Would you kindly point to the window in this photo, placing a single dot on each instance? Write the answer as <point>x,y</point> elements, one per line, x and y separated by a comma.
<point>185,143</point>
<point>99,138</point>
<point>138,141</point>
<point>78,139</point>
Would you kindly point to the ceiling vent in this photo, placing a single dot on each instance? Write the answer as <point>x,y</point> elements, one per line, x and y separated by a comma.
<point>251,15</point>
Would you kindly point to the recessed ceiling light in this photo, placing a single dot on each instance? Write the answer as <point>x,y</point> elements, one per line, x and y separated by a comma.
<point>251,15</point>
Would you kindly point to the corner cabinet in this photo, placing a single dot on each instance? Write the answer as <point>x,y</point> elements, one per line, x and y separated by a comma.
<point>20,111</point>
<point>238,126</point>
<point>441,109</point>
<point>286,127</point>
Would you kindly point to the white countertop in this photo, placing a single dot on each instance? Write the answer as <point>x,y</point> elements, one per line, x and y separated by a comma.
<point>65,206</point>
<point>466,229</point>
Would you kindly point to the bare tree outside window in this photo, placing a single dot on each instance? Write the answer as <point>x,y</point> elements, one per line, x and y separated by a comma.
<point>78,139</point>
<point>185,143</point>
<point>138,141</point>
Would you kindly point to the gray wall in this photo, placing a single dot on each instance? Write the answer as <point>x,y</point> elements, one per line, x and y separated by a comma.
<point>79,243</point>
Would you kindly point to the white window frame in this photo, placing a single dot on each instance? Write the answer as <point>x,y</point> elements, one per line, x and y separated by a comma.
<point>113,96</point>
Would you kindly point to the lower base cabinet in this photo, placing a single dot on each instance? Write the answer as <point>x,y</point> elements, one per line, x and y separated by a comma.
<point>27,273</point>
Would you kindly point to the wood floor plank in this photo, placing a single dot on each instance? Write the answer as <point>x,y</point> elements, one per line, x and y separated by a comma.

Exercise
Every line above should be printed again exactly as it stands.

Answer to this task
Would you kindly point to the window in this photo, placing a single dot on each instance? Write the answer as <point>x,y</point> elements, one per line, x and y separated by a comma.
<point>185,143</point>
<point>99,138</point>
<point>138,141</point>
<point>78,139</point>
Would you kindly point to the ceiling vent in this photo, placing a single dot on each instance? Write the answer as <point>x,y</point> elements, one per line, x and y separated by a comma.
<point>251,15</point>
Would you kindly point to the recessed ceiling light in this photo, placing a single dot on each instance? Write the answer as <point>x,y</point> elements, one per line, x and y separated by a comma.
<point>251,15</point>
Would you kindly point to the corner cabinet in this photo, placing a single dot on each instance? Write the answer as <point>x,y</point> elements, one per line, x and y separated by a comma.
<point>20,111</point>
<point>238,126</point>
<point>441,109</point>
<point>286,127</point>
Would you kindly point to the white countertop in this photo, placing a single dot on each instance? Write the answer as <point>x,y</point> elements, one per line, x and y separated by a comma.
<point>65,206</point>
<point>466,229</point>
Would you kindly point to the bare tree outside window in this photo, placing a single dot on each instance? Write the answer as <point>x,y</point> elements, one per line, x and y separated by a comma.
<point>78,139</point>
<point>185,143</point>
<point>138,141</point>
Would you kindly point to the gray wall in this photo, placing a single dot on each instance? Write the answer as <point>x,y</point> elements, one per line, x and y separated by a comma.
<point>79,243</point>
Would you kindly point to the white window frame in this photo, placing a single dot on each instance? Write the answer as <point>x,y</point> elements, one per line, x and y separated by a comma.
<point>113,96</point>
Would you kindly point to the lower base cabinet in this photo, placing a single dot on each instance? Write the answer as <point>x,y</point> elements, one per line, x and y separated by a comma.
<point>27,273</point>
Would you kindly point to the wood floor plank in this photo, placing a single dot on each instance? Write the answer as <point>x,y</point> elements, one per line, x and y separated by a comma.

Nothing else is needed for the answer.